##### Records
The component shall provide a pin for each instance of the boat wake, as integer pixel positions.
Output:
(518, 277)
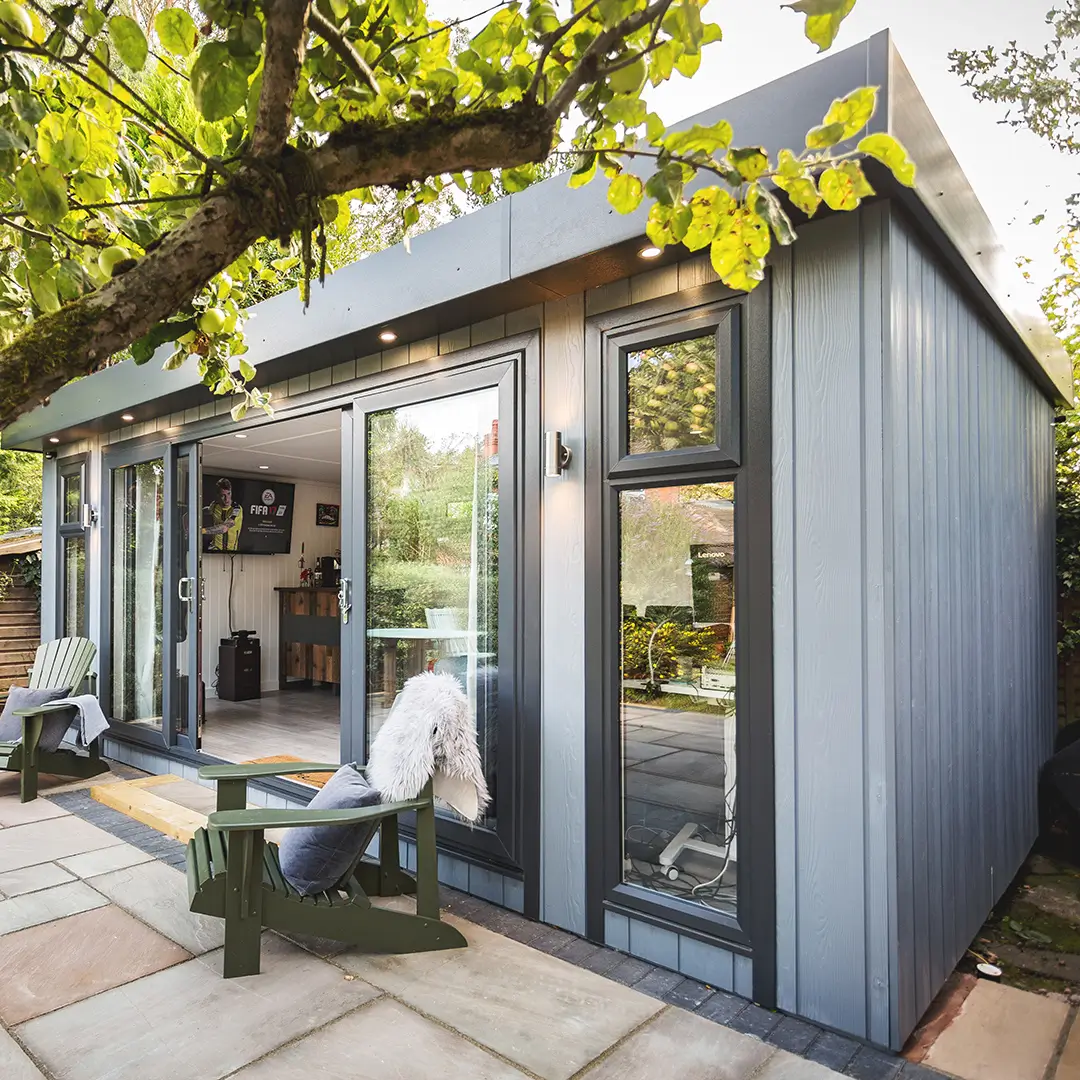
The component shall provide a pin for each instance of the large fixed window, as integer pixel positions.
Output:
(136, 593)
(71, 609)
(677, 691)
(678, 715)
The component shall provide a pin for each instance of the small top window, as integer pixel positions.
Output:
(72, 497)
(674, 404)
(671, 391)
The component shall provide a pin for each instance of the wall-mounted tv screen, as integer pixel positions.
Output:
(245, 515)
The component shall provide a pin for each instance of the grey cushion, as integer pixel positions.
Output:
(319, 858)
(54, 726)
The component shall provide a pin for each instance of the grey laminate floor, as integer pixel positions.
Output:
(302, 724)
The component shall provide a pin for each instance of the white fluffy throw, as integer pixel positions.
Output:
(430, 734)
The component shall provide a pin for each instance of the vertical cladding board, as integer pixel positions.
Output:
(563, 673)
(971, 515)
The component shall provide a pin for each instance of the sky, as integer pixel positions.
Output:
(1014, 174)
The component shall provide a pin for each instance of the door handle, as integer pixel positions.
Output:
(185, 590)
(345, 602)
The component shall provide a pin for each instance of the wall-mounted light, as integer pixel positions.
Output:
(556, 457)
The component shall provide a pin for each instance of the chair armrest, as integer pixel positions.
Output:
(234, 821)
(51, 707)
(262, 769)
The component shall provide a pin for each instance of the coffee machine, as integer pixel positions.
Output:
(329, 570)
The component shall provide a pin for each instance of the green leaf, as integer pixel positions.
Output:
(823, 18)
(699, 138)
(665, 185)
(852, 111)
(738, 253)
(584, 172)
(845, 187)
(129, 41)
(625, 192)
(43, 192)
(62, 143)
(217, 84)
(707, 207)
(210, 139)
(176, 31)
(826, 135)
(752, 162)
(628, 109)
(890, 151)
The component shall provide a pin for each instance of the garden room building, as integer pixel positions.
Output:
(764, 669)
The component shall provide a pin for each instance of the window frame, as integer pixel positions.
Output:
(742, 457)
(75, 466)
(724, 320)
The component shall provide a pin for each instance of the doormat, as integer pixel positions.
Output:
(312, 779)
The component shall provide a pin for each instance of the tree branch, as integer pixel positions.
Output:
(283, 54)
(342, 46)
(81, 337)
(589, 66)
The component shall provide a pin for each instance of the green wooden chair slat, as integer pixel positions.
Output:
(64, 662)
(233, 873)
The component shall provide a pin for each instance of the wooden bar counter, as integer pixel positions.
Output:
(309, 635)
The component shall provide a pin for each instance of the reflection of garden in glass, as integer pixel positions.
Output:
(433, 553)
(137, 569)
(672, 395)
(677, 690)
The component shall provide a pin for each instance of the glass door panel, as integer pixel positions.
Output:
(432, 597)
(136, 593)
(186, 586)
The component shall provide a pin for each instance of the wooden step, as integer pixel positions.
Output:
(19, 607)
(18, 618)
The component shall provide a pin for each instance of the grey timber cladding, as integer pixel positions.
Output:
(970, 535)
(914, 621)
(831, 828)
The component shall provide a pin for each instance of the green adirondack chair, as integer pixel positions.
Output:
(63, 662)
(235, 875)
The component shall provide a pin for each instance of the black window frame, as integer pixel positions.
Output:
(743, 457)
(75, 466)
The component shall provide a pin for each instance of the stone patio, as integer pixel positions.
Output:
(108, 976)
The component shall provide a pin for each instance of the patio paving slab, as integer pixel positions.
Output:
(158, 894)
(50, 904)
(188, 1023)
(32, 879)
(677, 1043)
(14, 1065)
(13, 812)
(532, 1009)
(381, 1041)
(56, 963)
(999, 1034)
(105, 861)
(44, 841)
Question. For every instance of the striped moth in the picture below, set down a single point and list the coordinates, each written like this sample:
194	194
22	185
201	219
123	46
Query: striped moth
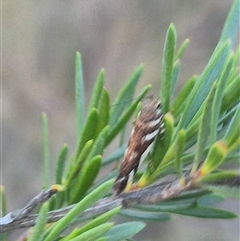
147	125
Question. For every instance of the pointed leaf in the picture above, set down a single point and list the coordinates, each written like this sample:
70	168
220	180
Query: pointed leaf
206	212
204	128
103	110
126	93
85	179
79	93
147	216
60	164
94	233
167	67
90	130
97	91
85	203
124	231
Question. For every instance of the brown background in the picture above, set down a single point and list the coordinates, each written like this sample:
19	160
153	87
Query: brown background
##########
* _Task goal_: Format the material from the line containing "black window frame, as integer pixel positions." through the end of the material, both ends included, as a JSON list of strings with one string per line and blank lines omitted. Leave the pictures out.

* _Solution to this problem_:
[
  "The component shall provide a pin for each instance of the black window frame, as integer pixel positions.",
  "Output:",
  "(743, 457)",
  "(75, 466)",
  "The component shall provide a pin for each instance of the stone patio, as integer pixel positions.",
  "Output:",
  "(108, 976)",
  "The component shall provide a pin for each instance of the patio paving slab, as integer pixel positions.",
  "Output:",
  "(158, 894)",
  "(50, 904)",
  "(188, 1023)",
  "(32, 879)",
  "(677, 1043)",
  "(14, 1065)",
  "(13, 812)",
  "(532, 1009)",
  "(381, 1041)",
  "(56, 963)",
  "(999, 1034)",
  "(105, 861)",
  "(44, 841)",
  "Question. For every instance of the striped moth in the picture below, set down a single point and list the coordinates, each written like this sample:",
  "194\t194",
  "22\t185",
  "201\t219",
  "123\t46",
  "Query: striped moth",
  "147\t125",
  "Question. For every instance of the pointed leaf in the picture above, set down a single point and list the coordinates, each written like this sample:",
  "70\t168",
  "220\t180",
  "Query: pointed leaf",
  "206\t212",
  "204\t128",
  "103\t110",
  "126\t93",
  "85\t179",
  "79\t93",
  "147\t216",
  "60\t164",
  "94\t233",
  "167\t67",
  "90\t130",
  "97\t91",
  "85\t203",
  "124\t231",
  "Question. For every instance of the brown background in the picture above, set down a single point and list the coordinates, each written like this sample:",
  "19\t160",
  "153\t87",
  "Query: brown background"
]